The UK agreed to let the EU delay ratification of their post-Brexit trade deal by a month, bringing more uncertainty to the fragile start to their new relationship.
In a letter to the European Commission on Tuesday, Cabinet Office Minister Michael Gove said that he expected the EU “should be able to satisfy its internal requirements” by the end of April.
Mr Gove said the UK “would therefore not be asked to further extend the period of provisional application".
The agreement on trade, security and fisheries was signed on December 24, only days before Britain left the EU’s single market and Customs union.
The commission applied the deal provisionally to give the European Parliament, which has the power to veto the entire accord, until the end of February to scrutinise it.
While the parliamentary vote would normally be regarded as a formality, the EU’s growing concerns over what the UK might do to deal with problems surrounding trade with Northern Ireland mean members could threaten to withhold their approval.
“We are now 10 weeks into the reality of our new relationship with the UK,” Maros Sefcovic, the EU commissioner in charge of overseeing the Brexit deal's introduction, said in Brussels.

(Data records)
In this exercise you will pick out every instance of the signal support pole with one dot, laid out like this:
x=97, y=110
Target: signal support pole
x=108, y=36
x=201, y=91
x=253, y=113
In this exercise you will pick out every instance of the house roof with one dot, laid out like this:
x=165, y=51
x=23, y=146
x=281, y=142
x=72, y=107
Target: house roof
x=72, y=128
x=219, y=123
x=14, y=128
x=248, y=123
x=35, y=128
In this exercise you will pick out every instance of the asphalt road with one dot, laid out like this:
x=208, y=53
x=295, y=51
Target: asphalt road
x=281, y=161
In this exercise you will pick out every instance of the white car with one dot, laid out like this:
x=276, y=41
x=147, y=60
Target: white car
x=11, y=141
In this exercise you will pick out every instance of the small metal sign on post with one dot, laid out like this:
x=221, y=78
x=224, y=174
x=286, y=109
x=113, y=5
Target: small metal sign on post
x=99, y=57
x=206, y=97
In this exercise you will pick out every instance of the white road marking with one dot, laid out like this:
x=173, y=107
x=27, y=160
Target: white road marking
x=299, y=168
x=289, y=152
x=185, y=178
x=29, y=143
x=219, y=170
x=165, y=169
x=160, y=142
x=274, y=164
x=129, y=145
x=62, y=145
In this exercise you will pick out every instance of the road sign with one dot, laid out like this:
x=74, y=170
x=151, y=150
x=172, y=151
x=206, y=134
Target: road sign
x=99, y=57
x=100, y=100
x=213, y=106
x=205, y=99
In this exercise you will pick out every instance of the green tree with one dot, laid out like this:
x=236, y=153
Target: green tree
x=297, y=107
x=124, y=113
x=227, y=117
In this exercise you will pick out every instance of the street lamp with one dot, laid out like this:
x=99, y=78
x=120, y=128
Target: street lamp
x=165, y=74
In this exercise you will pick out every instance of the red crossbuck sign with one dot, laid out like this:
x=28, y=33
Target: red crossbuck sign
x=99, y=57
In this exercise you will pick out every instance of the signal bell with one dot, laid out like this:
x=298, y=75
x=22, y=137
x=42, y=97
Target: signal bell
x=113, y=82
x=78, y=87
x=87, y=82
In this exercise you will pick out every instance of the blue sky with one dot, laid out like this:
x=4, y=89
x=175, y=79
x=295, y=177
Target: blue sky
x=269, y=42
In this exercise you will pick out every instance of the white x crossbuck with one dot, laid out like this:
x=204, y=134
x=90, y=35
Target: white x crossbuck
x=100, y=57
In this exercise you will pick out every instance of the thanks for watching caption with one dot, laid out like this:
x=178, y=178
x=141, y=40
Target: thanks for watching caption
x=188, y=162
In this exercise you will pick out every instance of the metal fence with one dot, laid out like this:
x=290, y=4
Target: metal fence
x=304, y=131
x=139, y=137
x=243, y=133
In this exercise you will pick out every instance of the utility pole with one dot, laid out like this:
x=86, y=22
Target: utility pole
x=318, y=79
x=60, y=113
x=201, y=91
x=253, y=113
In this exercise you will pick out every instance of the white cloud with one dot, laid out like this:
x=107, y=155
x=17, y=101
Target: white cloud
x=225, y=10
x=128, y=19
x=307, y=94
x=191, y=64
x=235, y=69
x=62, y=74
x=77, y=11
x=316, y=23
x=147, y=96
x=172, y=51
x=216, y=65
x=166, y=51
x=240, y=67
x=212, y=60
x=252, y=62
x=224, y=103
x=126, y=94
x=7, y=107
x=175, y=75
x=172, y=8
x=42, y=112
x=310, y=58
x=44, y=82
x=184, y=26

■ **EXERCISES**
**A)** Summarize the passage on the Brexit trade deal in two sentences.
**B)** Carry on the passage on the Brexit trade deal from its last sentence.

■ **ANSWERS PER TASK**
**A)** The UK agreed to let the EU delay ratification of their post-Brexit trade deal by a month, and Michael Gove wrote that he expected the EU to satisfy its internal requirements by the end of April. The European Parliament, which can veto the accord signed on December 24, could withhold its approval because of EU concerns over how the UK might deal with problems surrounding trade with Northern Ireland.

**B)**
“We have already seen some of the changes brought about by this and I think it is clear to everyone now that our partnership with the UK does not replicate or resemble its former membership of the EU.”
Trade arrangements for Northern Ireland were one of the most contentious parts of the UK’s negotiations and have caused new disputes since the Brexit process was finalised at the end of 2020.
With goods travelling into Northern Ireland from the rest of the UK facing delays at the border, Britain is seeking to delay the implementation of full Customs checks on medicine, parcels and food supplies to supermarkets until 2023.
The EU has already indicated that it would refuse this request.